Exercise objective — Begin with the line that contains "Guideline: for every instance of the beige" and transcribe each line after it, up to and including the last line of the listing below.

[BEGIN]

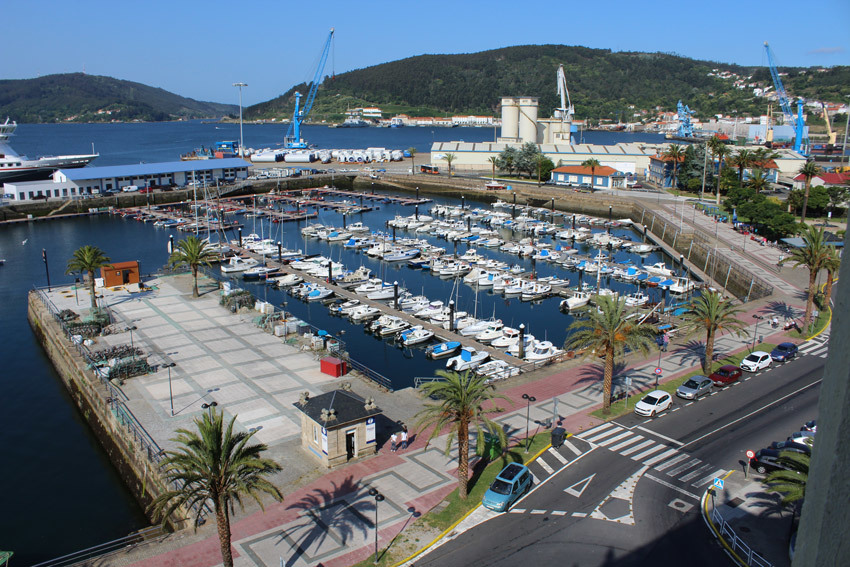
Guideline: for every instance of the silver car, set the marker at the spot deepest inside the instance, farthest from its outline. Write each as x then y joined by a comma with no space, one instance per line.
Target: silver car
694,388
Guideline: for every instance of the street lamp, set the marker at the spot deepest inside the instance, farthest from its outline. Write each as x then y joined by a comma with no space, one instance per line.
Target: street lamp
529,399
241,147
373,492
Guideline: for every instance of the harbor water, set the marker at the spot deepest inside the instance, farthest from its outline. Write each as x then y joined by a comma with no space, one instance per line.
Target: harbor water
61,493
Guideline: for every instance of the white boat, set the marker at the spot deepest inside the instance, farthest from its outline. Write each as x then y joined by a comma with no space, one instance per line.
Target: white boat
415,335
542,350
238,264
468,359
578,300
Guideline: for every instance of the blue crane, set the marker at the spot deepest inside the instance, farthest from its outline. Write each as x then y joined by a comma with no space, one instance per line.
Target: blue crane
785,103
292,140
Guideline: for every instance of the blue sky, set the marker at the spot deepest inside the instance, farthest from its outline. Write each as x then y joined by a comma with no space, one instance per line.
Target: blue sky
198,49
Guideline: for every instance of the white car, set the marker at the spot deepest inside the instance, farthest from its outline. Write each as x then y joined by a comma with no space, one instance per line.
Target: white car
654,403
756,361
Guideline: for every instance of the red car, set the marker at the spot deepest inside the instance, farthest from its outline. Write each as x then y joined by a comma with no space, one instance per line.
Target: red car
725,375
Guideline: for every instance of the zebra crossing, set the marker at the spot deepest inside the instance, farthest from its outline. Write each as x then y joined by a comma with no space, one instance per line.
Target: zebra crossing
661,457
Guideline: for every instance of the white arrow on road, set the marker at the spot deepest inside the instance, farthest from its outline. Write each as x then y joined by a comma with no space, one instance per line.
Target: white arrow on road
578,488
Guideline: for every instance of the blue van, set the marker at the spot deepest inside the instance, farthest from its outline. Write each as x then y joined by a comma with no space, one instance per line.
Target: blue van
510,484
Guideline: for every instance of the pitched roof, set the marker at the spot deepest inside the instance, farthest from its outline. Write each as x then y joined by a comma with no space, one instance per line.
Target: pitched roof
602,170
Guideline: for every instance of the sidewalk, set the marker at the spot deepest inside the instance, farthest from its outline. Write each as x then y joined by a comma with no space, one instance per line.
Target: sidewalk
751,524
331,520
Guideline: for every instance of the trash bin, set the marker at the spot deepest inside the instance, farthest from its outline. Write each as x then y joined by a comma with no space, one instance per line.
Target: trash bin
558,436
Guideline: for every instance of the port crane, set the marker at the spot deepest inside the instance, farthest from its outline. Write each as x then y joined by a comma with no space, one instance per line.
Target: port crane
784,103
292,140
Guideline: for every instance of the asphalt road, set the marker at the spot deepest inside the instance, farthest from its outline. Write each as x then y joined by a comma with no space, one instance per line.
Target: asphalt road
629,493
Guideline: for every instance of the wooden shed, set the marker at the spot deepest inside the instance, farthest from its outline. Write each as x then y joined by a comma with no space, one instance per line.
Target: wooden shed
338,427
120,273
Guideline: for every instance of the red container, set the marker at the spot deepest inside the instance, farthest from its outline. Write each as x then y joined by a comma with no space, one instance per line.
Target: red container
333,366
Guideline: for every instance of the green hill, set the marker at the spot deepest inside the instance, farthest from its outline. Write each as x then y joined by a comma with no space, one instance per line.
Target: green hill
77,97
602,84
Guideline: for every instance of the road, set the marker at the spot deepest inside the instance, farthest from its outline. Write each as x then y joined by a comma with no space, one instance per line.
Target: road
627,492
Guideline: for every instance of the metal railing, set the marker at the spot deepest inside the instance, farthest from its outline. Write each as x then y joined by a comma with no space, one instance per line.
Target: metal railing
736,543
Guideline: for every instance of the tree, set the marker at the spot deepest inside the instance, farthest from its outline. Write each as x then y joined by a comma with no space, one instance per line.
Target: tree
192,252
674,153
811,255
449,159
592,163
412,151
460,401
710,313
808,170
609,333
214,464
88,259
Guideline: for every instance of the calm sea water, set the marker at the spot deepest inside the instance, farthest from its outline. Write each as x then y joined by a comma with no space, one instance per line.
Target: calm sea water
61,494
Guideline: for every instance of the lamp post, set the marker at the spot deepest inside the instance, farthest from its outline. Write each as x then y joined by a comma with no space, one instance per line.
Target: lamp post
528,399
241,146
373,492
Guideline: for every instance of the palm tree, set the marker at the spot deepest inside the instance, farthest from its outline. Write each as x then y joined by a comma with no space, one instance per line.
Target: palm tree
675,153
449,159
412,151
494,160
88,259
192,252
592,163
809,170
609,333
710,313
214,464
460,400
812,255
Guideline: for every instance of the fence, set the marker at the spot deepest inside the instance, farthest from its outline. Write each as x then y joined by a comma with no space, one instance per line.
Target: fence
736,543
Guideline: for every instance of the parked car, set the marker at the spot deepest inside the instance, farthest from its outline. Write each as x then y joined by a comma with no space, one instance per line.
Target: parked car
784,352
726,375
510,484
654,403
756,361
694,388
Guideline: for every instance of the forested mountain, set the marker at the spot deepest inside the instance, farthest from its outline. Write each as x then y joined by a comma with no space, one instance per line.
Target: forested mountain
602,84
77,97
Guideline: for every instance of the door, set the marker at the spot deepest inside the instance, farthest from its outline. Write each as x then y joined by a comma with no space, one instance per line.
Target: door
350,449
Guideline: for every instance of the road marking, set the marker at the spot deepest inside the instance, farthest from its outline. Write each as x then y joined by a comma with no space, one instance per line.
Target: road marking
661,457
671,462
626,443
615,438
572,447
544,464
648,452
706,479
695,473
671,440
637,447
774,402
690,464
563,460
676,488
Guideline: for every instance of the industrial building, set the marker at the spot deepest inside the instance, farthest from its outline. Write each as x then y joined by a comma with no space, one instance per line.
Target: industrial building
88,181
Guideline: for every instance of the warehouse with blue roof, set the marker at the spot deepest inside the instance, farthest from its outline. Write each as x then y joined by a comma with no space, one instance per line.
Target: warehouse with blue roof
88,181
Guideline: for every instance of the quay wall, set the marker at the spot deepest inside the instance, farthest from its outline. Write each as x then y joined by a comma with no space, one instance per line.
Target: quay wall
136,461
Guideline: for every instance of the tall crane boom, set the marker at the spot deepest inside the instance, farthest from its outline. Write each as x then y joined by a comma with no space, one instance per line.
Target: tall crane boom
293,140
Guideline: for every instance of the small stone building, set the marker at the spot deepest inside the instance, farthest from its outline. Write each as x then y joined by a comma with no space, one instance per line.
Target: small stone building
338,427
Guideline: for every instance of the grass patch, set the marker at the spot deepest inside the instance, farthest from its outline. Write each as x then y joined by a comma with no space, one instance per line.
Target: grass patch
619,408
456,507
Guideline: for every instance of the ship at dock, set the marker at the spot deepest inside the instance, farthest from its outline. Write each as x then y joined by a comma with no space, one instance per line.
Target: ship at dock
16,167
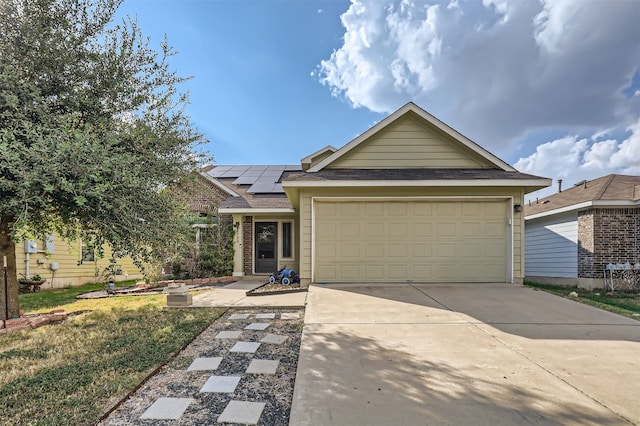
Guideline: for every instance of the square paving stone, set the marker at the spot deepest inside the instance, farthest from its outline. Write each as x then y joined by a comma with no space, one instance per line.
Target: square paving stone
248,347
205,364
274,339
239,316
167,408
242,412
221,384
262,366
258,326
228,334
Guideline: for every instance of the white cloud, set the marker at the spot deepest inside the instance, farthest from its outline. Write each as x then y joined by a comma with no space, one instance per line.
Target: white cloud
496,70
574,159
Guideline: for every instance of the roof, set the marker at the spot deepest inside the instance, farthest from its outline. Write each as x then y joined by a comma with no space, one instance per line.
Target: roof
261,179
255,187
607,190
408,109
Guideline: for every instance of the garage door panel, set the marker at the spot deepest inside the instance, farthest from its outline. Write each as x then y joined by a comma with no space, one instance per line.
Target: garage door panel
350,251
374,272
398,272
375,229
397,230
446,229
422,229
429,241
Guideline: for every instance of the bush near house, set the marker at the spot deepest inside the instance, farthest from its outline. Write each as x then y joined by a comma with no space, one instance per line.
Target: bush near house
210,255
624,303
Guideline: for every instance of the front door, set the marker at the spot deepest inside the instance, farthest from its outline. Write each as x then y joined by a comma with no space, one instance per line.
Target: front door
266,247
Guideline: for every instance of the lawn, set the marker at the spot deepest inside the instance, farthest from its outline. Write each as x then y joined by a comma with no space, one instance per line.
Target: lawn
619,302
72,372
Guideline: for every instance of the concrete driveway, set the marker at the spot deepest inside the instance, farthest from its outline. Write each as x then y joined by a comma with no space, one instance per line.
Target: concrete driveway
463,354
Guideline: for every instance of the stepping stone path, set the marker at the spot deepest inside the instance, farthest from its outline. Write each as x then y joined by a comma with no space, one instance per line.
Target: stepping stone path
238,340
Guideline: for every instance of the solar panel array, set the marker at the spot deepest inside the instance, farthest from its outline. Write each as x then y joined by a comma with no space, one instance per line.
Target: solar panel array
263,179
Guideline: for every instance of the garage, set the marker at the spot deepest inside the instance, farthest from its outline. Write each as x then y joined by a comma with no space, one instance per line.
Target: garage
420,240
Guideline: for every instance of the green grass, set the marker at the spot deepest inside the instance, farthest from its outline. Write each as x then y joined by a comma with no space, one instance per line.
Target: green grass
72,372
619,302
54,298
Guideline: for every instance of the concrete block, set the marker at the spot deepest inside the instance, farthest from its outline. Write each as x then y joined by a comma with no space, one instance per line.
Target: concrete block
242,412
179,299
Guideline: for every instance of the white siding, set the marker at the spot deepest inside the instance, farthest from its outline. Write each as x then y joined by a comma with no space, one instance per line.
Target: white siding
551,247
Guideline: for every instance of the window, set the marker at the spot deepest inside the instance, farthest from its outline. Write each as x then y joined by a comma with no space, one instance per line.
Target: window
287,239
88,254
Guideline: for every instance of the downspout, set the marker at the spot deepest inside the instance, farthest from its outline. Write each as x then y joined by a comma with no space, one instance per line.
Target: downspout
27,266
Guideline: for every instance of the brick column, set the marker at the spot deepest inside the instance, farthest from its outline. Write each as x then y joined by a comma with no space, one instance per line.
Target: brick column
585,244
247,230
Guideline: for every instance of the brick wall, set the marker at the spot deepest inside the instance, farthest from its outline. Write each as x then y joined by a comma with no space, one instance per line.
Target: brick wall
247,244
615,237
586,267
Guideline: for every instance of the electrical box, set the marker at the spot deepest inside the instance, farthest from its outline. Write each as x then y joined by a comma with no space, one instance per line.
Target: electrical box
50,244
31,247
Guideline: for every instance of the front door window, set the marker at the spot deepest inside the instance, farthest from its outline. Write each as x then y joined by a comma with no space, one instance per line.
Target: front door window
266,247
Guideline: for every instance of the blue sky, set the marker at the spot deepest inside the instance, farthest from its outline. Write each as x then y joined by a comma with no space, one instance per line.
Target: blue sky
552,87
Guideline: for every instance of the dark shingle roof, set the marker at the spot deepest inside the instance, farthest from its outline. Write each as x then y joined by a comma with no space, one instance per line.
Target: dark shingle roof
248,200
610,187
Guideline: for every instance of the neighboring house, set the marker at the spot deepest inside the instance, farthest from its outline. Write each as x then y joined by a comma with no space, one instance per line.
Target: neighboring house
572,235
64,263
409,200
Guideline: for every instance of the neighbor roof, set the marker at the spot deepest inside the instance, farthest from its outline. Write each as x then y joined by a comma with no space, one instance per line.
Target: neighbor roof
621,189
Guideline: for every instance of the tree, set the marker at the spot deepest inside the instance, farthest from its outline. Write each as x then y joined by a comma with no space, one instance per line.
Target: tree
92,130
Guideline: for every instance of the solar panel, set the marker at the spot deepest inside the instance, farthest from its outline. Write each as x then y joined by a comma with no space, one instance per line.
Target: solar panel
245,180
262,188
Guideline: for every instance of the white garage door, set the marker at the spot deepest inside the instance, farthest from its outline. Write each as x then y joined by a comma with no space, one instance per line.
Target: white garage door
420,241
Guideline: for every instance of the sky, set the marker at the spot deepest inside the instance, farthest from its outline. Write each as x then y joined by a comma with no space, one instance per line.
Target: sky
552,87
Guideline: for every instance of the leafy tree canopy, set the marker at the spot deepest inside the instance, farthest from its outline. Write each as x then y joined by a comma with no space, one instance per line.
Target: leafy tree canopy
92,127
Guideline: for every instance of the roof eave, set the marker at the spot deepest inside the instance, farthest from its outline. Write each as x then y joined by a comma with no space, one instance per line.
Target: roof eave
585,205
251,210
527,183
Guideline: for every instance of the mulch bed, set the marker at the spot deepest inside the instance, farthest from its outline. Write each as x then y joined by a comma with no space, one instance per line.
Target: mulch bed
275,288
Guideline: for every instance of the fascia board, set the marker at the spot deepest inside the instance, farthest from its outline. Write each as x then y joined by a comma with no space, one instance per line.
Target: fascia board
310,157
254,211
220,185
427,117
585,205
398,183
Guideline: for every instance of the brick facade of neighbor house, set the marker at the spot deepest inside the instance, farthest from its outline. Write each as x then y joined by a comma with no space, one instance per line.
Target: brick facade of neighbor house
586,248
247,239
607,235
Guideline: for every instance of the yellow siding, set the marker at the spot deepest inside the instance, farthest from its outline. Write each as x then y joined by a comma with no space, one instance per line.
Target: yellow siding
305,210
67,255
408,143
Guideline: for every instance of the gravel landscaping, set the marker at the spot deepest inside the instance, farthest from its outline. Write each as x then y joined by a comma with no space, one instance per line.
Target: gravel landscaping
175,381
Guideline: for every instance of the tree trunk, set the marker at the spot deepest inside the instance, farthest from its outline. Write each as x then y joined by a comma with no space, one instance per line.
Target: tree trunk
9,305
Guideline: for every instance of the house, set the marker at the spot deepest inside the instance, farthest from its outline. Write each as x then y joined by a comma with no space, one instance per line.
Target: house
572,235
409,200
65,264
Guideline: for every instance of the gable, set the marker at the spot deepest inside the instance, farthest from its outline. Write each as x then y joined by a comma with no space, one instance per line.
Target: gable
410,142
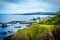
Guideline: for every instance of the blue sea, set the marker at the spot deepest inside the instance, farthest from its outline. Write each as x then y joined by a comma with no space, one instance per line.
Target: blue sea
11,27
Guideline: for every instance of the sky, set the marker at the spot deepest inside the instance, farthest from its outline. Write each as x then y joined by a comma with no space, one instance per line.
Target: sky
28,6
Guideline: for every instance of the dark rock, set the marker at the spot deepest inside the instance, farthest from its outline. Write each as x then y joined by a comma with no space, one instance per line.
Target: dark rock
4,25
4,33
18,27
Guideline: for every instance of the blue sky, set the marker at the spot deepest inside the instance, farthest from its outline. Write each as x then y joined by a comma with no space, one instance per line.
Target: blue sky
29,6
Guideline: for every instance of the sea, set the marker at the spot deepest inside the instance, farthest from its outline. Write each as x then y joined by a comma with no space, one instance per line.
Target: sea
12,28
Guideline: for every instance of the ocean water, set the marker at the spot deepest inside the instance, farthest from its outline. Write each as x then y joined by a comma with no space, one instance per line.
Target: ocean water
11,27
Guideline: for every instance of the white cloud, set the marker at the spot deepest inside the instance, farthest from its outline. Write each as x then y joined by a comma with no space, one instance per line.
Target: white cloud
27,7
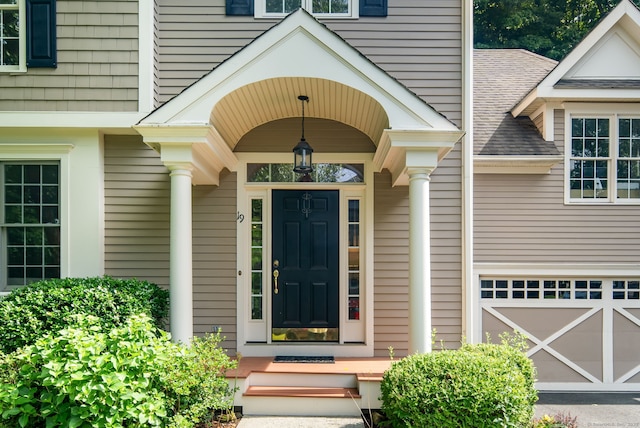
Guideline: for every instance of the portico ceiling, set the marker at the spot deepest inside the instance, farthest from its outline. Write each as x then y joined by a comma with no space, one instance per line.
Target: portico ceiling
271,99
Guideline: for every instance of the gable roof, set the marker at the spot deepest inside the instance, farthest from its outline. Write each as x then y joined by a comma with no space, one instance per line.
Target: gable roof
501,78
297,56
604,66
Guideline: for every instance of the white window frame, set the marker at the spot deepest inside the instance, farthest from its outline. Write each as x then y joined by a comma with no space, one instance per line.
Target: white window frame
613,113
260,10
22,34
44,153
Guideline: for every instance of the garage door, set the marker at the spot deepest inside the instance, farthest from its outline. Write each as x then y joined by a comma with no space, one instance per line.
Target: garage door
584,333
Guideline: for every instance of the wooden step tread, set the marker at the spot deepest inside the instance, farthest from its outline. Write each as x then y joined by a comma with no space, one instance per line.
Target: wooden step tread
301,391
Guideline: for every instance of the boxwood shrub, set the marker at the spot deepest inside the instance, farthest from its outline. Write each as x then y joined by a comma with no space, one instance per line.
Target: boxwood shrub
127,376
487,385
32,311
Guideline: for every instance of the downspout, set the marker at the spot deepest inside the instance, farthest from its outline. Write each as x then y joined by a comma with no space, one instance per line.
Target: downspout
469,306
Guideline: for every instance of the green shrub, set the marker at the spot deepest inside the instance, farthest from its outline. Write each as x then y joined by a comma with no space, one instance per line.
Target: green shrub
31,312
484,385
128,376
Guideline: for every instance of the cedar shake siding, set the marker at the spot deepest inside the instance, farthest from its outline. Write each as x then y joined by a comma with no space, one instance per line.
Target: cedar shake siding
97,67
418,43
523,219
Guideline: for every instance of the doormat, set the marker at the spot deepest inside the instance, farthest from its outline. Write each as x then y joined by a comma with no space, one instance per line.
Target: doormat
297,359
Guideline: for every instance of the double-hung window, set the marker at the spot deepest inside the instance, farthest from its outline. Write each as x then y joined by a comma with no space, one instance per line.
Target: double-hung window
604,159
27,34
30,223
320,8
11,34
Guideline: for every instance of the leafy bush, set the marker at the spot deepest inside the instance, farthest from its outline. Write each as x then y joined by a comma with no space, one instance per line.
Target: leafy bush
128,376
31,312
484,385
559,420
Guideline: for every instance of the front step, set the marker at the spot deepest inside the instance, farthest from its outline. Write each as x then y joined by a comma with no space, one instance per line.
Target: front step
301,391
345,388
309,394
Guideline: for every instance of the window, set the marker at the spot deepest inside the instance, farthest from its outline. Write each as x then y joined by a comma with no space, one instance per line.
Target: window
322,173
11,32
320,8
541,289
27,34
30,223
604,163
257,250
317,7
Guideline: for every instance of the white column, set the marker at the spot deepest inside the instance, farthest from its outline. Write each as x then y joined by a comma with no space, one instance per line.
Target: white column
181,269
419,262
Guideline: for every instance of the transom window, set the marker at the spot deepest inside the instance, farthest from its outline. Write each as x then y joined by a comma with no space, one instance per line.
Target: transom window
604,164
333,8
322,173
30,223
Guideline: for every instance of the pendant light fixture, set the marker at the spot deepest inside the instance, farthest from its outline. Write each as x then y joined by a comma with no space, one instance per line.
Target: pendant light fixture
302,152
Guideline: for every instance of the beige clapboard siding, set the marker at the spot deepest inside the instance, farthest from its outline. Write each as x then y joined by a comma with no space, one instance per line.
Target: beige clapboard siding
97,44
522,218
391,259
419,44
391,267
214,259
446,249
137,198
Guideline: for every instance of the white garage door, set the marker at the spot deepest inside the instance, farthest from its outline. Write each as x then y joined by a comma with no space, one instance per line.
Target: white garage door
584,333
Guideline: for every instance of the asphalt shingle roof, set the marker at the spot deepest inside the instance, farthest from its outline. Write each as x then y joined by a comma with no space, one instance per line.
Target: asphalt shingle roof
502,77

[END]

Exercise answer —
Guideline: for every instance of the beige clapboard siding, set the marker at the spot deepest inside the instance, farthest from its outline. Write each as x then y joined by a comma with no space, one instance per line.
Target: beige clapboard siding
97,44
522,218
391,259
419,44
391,267
214,259
446,249
137,198
Guideline: for every instance of the white garage door, set the marker at the spot deepest inside the instance, farthest from its outline. Write each as x then y joined by a comma with no space, one instance per line.
Target: white garage door
584,333
Guideline: for every instance of the asphalt shingle roof, set the marker at the spot deepest inside the instance, farthest from its outline. Write each as x then y joined by a comma with no space, one instance per line.
Target: asphalt shingle roof
502,77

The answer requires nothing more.